__FRAGMENT TEKSTU__
┄┄┄┄┄┄┄┄┄┄

Mimo tych zastrzeżeń, które patrząc chłodnym okiem po seansie, dostrzegłam w obrazie Chereau, muszę napisać, że jest to film, o którym nie zapomnę i za jakiś czas na pewno do niego wrócę. Oglądałam go, jak wspomniałam we wstępie, z hipnotycznym zainteresowaniem. Nie wiem, kiedy minęły te, prawie, dwie godziny, które trwa. Może sprawił to urok Durisa, który tu trochę powiela swoja rolę z "Rytmu serca" Audiarda (co tam, nieważne), i Gainsbourg. Może to zasługa nerwowego rytmu opowieści, zbliżeń twarzy bohaterów, luźnych obrazów, uroku paryskich kawiarni, zaułków, ulic, metra i dziwnych remontowanych wnętrz, w których przebywa Daniel. Pewnie jednego i drugiego. W każdym razie ja ten film akceptuję ze wszystkimi jego wadami.

Pamiętać czy zapomnieć, czyli "Bękart ze Stambułu" Elif Safak.

┄┄┄┄┄┄┄┄┄┄

__WYBRANE WPISY__
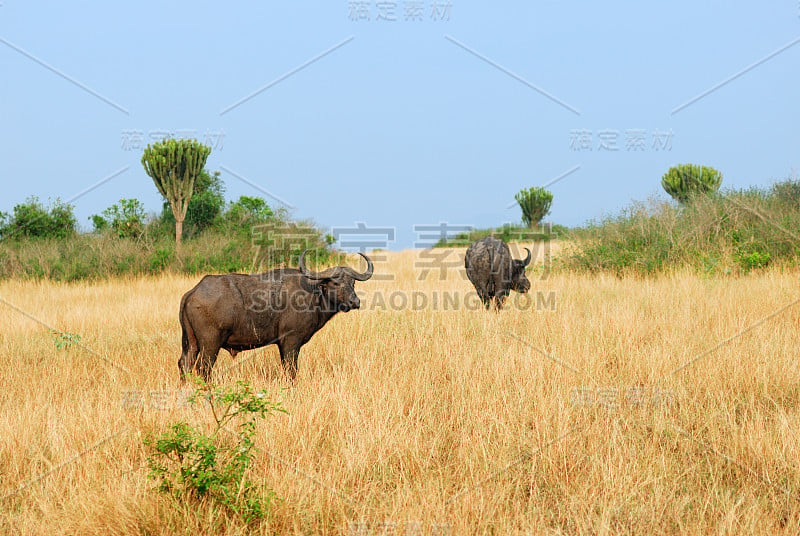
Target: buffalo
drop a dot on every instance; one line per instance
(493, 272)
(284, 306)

┄┄┄┄┄┄┄┄┄┄

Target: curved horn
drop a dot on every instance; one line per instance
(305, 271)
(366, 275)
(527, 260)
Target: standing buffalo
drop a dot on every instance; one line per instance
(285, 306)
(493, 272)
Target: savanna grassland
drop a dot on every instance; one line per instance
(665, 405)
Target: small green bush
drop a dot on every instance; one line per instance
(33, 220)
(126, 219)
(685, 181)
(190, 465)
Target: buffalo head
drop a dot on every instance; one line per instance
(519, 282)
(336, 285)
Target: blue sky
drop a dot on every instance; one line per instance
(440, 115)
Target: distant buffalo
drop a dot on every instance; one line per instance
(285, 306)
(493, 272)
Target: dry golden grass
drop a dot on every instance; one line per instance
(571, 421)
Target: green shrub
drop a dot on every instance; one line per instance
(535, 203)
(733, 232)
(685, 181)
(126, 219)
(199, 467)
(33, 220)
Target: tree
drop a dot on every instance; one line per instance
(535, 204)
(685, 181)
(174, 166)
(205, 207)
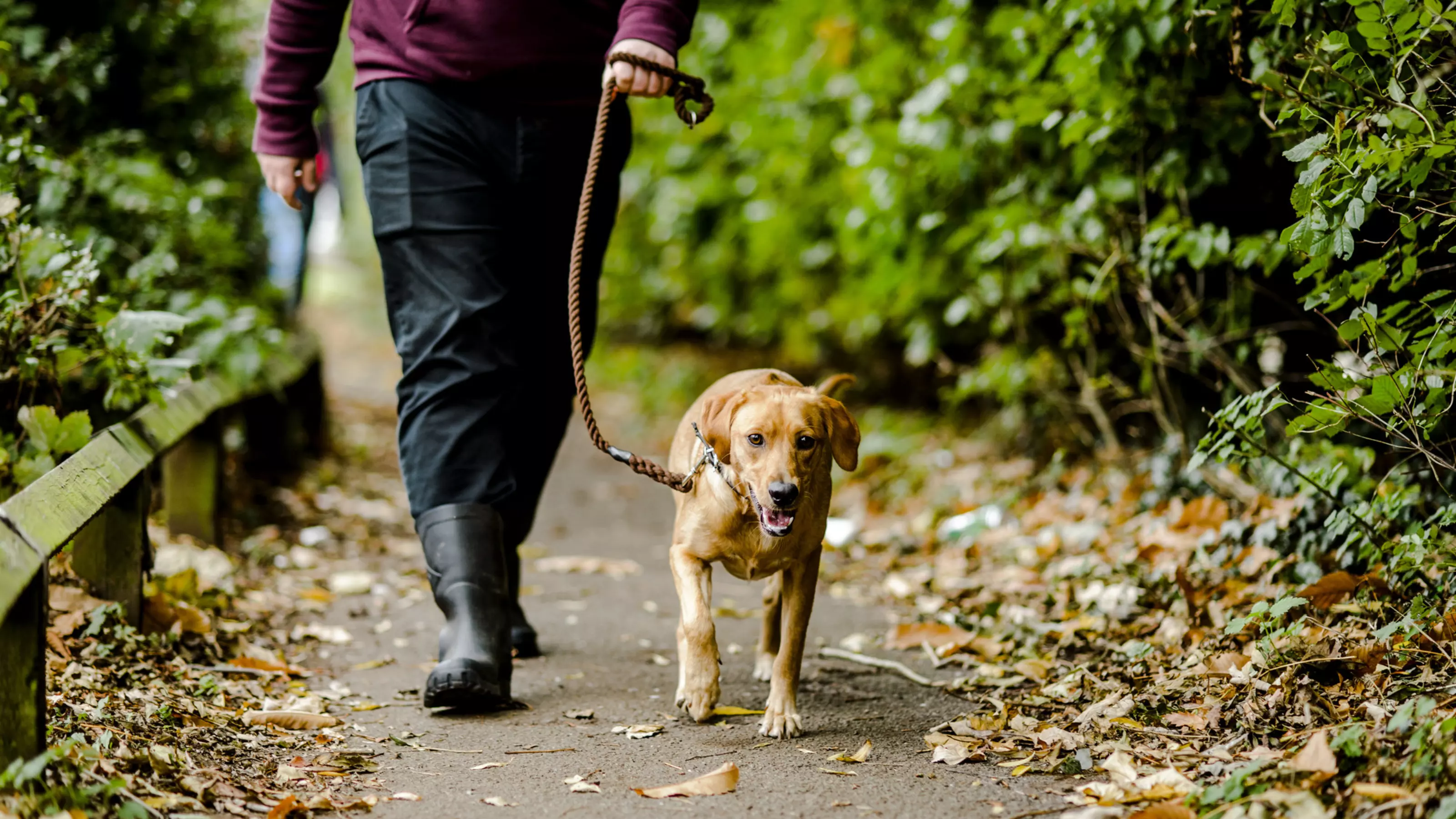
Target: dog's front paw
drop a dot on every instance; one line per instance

┄┄┄┄┄┄┄┄┄┄

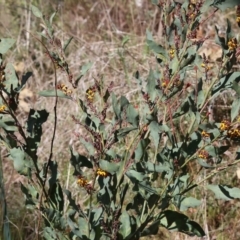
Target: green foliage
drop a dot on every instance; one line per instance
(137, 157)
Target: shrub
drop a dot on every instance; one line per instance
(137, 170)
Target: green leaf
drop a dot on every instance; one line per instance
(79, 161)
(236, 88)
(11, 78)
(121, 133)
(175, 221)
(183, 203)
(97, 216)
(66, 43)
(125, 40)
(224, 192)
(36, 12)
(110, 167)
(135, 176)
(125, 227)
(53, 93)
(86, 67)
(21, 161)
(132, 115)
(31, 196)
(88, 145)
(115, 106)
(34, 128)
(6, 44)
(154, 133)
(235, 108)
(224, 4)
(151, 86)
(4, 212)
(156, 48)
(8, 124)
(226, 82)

┄┄┄┄┄┄┄┄┄┄

__POLECENIE__
Jak długo, według fragmentu tekstu, trwa omawiany film? Wpisy nie mają żadnego związku z fragmentem tekstu.

__OCZEKIWANA ODPOWIEDŹ__
Prawie dwie godziny.